■ **Records from a data source**

*** Begin section ***

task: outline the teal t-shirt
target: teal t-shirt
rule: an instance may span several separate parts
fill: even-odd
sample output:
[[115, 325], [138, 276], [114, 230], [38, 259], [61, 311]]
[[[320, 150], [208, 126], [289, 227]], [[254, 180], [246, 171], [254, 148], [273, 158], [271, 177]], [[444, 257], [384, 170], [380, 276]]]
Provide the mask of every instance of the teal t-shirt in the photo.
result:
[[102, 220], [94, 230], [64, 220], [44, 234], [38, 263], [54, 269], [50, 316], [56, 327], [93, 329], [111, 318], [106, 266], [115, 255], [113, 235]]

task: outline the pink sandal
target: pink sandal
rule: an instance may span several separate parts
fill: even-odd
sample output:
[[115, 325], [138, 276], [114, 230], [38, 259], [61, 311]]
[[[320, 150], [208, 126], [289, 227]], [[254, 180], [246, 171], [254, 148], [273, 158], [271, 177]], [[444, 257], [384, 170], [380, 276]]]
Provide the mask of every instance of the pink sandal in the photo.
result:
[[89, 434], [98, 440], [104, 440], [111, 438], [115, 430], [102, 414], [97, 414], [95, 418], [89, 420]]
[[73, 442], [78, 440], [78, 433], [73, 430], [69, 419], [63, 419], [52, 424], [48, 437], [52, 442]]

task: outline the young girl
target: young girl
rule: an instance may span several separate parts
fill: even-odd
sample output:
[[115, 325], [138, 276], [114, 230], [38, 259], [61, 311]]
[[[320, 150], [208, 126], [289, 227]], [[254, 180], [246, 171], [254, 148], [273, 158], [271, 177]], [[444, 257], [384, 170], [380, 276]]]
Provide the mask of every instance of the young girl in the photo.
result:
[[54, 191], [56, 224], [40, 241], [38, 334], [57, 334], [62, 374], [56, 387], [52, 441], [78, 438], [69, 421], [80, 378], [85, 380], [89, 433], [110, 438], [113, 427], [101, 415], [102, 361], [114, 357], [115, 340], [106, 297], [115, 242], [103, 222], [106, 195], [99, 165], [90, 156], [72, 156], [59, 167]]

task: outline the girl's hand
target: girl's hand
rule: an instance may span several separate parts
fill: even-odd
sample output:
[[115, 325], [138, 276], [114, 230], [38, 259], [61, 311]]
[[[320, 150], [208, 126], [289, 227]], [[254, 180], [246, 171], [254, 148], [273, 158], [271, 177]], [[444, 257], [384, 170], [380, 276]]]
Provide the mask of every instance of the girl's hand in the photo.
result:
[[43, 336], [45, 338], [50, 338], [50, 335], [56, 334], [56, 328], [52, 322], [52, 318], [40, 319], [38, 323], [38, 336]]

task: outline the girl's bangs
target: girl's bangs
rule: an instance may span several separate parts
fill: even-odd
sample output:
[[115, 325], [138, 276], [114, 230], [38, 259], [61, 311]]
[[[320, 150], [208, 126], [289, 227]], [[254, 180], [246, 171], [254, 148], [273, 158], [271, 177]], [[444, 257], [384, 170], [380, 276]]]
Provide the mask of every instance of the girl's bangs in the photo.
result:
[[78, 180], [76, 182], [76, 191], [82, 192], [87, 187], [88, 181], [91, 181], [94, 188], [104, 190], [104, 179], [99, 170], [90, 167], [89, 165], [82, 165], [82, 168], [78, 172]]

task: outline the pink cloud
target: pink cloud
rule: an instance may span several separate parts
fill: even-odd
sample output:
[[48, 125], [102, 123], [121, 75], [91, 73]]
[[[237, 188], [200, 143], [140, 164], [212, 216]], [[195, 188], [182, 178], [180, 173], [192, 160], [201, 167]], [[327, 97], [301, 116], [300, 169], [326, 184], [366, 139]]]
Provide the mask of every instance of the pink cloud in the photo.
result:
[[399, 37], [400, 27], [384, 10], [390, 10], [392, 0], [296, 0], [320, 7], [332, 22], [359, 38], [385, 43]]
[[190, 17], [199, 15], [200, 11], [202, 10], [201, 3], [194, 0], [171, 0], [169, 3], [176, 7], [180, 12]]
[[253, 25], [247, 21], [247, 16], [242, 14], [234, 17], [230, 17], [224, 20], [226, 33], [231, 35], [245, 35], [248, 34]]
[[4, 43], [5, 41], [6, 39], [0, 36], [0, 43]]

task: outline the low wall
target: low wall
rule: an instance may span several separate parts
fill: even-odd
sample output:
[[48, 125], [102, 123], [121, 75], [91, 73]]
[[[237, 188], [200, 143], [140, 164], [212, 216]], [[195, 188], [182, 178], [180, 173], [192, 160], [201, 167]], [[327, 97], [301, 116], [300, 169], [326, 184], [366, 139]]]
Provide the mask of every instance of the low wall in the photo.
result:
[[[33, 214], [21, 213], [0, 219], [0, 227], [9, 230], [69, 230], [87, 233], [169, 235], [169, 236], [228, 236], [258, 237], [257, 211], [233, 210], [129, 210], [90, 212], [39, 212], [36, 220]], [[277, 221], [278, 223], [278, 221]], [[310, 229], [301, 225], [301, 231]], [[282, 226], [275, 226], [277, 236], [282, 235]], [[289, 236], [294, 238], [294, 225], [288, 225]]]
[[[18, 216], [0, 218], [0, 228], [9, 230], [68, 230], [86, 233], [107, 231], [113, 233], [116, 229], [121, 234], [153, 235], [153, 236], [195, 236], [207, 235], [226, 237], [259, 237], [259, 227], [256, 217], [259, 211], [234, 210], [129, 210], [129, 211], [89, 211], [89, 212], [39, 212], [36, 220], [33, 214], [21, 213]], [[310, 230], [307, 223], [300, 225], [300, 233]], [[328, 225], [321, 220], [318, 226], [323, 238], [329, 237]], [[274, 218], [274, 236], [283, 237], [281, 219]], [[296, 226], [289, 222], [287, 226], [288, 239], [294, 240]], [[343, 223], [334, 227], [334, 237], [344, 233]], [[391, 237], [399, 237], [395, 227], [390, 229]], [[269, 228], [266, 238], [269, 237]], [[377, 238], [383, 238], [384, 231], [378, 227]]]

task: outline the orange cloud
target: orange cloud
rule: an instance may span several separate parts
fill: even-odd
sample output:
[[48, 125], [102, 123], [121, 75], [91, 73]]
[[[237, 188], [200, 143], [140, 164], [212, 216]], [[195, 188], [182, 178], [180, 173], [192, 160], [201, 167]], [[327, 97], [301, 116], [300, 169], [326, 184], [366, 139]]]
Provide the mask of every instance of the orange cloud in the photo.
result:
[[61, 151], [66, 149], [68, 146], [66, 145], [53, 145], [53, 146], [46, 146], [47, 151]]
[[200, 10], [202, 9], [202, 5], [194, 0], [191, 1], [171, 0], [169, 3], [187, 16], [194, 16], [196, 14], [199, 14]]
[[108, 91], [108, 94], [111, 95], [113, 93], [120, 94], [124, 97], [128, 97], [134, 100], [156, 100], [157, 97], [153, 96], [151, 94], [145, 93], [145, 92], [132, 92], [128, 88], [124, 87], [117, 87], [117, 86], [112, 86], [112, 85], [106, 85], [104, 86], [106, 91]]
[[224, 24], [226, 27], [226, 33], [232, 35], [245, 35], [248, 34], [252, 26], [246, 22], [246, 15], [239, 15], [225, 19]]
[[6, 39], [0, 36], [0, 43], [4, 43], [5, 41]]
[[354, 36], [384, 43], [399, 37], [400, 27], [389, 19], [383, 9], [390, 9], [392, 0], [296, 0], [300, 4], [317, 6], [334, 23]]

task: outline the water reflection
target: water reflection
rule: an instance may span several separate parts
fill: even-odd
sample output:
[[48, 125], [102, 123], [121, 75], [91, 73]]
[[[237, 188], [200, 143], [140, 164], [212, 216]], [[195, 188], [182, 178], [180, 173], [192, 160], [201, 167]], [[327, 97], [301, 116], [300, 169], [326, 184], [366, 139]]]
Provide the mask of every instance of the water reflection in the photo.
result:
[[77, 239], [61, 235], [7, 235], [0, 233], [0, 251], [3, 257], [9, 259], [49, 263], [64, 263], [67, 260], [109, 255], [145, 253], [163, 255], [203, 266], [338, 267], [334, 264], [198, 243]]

*** End section ***

Please repeat word for word the lines above that run from the beginning through the line containing "Provide the mask of every instance of the teal", keeping both the first and that last line.

task: outline the teal t-shirt
target: teal t-shirt
rule: an instance may span several separate parts
fill: even-odd
sample output:
[[115, 325], [138, 276], [114, 230], [38, 259], [61, 311]]
[[[320, 150], [208, 126], [289, 227]], [[254, 180], [246, 171], [254, 148], [273, 158], [271, 177]], [[444, 257], [384, 170], [380, 276]]]
Provide the mask of every instance of the teal t-shirt in the photo.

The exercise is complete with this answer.